My tried and true method of getting information, motivations, and potential golden nuggets from my characters is the conversation writing exercise. You know the one, where you sit down say something like…

“So, what do you think about mmc? Hot huh?” says author smirking.

Fmc raises an eyebrow and replies, “Are you kidding me? He’s a self absorbed dog. I wouldn’t go near him with a ten foot pole…”

Sighs… “I thought you’d say that. Well, have you got any better ideas?” 

“Yeah actually, put that bartender back in my path and I’ll get cozy.”

“You can’t do that, he’s your brother.”

“What?! No he’s not. I would know if I had a brother.”

“Not if he was given up at birth and hasn’t been seen since.”

Fmc narrows her eyes. “Really. Why? Why does it have to be the bartender? If no one has seen him since my mother gave him up, then why can’t mmc be my brother?”

“’Cause then, I couldn’t annoy, infuriate and ruin your every waking moment, by sicking mmc on you.”

… “You weren’t going to do that before…”

Smiles wickedly. “I am now. Thanks for the idea. Oh and by the way. You can break the whole brother news thing to the bartender. He’s coming over here right now.”

“Wait what-”

Waves lazily. “Good luck!”

Point placement data
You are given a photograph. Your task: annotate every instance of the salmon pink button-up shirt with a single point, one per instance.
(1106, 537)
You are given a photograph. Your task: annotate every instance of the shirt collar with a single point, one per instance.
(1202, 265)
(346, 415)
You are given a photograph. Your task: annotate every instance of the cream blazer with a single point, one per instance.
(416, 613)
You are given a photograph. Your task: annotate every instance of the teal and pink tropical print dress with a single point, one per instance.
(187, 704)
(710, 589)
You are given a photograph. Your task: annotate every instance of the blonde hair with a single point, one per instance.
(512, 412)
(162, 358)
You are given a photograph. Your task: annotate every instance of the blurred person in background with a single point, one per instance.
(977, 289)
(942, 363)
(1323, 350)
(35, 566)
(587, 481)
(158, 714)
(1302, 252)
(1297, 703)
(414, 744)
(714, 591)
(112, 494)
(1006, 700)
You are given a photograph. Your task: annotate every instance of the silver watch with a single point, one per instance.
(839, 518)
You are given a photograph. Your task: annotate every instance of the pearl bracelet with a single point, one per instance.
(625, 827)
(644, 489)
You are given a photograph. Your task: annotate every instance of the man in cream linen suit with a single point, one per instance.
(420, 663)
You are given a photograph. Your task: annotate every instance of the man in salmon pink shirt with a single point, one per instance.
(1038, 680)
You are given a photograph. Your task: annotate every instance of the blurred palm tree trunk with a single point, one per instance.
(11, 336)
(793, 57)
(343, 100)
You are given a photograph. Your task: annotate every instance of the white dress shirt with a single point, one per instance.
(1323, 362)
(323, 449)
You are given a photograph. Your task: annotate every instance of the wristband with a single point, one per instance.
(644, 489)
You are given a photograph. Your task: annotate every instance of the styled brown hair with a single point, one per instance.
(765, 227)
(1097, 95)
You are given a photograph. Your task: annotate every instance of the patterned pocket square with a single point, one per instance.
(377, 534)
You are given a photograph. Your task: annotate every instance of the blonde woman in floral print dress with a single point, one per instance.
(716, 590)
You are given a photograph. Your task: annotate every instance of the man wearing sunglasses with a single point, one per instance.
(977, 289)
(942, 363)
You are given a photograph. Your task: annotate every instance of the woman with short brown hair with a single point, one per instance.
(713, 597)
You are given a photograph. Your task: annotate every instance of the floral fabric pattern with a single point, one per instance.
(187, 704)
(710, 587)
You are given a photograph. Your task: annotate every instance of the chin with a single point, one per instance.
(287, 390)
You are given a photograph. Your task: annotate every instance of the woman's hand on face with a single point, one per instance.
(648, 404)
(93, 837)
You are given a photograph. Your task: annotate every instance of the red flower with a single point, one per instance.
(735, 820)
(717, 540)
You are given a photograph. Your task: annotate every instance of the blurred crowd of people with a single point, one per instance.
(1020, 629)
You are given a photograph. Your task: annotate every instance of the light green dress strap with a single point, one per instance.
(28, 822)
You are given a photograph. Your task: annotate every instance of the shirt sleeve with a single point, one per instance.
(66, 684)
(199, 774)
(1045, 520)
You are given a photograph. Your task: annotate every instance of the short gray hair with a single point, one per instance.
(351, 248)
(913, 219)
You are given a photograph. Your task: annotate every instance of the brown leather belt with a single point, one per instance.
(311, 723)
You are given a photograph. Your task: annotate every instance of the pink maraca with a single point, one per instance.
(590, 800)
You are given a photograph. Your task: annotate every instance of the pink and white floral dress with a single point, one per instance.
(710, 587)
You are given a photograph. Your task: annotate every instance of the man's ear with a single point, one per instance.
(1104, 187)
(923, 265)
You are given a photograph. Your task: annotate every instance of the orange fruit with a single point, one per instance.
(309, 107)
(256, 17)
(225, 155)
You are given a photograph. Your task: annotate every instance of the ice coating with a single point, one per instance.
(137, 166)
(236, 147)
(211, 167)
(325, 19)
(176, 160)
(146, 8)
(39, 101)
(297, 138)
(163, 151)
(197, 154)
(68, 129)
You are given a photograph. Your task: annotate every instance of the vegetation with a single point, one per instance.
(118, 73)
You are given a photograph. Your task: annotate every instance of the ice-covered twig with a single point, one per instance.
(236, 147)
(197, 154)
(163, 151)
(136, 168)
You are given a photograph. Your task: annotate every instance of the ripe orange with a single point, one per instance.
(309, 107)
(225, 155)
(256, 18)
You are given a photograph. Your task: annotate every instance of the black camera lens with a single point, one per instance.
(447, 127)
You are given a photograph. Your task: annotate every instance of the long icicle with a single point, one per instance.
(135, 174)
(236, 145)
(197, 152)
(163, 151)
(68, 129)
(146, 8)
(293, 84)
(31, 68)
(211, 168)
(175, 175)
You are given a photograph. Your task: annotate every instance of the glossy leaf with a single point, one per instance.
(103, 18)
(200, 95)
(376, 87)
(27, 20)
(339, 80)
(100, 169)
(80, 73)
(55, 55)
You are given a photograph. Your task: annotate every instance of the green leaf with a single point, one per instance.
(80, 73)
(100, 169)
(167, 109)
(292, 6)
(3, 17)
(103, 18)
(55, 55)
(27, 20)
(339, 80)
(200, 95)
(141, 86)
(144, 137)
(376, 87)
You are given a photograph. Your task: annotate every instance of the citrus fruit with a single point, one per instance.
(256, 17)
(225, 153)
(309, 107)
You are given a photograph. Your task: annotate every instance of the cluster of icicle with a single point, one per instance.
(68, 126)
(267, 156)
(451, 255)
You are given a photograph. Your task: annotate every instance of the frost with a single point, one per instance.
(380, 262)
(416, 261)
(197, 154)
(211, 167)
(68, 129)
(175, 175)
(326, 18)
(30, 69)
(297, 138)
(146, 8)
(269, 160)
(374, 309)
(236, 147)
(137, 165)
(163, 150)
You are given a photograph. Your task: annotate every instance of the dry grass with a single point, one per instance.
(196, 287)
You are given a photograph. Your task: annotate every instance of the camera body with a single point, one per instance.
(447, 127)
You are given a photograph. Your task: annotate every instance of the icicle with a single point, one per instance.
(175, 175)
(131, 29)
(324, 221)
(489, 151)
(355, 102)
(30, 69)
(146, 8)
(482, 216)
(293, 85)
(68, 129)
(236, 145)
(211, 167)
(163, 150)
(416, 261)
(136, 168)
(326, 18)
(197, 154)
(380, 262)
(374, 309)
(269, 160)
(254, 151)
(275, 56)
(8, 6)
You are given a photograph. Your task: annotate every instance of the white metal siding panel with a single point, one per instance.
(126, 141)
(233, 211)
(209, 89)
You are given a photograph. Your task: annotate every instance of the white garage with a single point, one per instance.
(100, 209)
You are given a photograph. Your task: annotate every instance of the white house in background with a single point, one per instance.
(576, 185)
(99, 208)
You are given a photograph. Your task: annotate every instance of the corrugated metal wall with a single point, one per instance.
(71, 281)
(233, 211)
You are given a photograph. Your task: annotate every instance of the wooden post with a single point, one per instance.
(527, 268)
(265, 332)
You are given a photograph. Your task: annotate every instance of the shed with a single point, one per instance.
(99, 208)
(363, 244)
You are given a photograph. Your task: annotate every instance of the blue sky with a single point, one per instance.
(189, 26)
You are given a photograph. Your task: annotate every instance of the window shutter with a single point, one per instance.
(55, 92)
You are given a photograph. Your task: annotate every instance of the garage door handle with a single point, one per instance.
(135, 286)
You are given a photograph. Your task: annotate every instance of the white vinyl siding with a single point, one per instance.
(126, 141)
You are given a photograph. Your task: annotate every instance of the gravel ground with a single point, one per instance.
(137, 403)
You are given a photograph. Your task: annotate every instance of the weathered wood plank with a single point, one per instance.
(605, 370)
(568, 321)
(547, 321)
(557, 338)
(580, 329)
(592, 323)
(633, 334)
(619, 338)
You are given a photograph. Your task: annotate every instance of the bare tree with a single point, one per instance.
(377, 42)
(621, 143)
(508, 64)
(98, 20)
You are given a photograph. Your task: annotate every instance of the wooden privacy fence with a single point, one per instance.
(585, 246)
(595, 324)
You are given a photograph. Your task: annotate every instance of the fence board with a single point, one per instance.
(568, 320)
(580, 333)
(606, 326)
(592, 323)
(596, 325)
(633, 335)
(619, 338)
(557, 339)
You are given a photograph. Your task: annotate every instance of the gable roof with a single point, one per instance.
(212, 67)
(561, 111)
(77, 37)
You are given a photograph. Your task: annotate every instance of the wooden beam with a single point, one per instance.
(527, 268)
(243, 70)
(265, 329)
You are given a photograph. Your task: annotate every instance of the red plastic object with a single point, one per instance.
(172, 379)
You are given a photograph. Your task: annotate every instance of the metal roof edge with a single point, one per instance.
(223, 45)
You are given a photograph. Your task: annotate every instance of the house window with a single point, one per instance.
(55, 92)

TASK DETAILS:
From the writing-exercise text, write out the passage from "My tried and" to "says author smirking." word for word.

ANSWER TO THIS EXERCISE:
My tried and true method of getting information, motivations, and potential golden nuggets from my characters is the conversation writing exercise. You know the one, where you sit down say something like…

“So, what do you think about mmc? Hot huh?” says author smirking.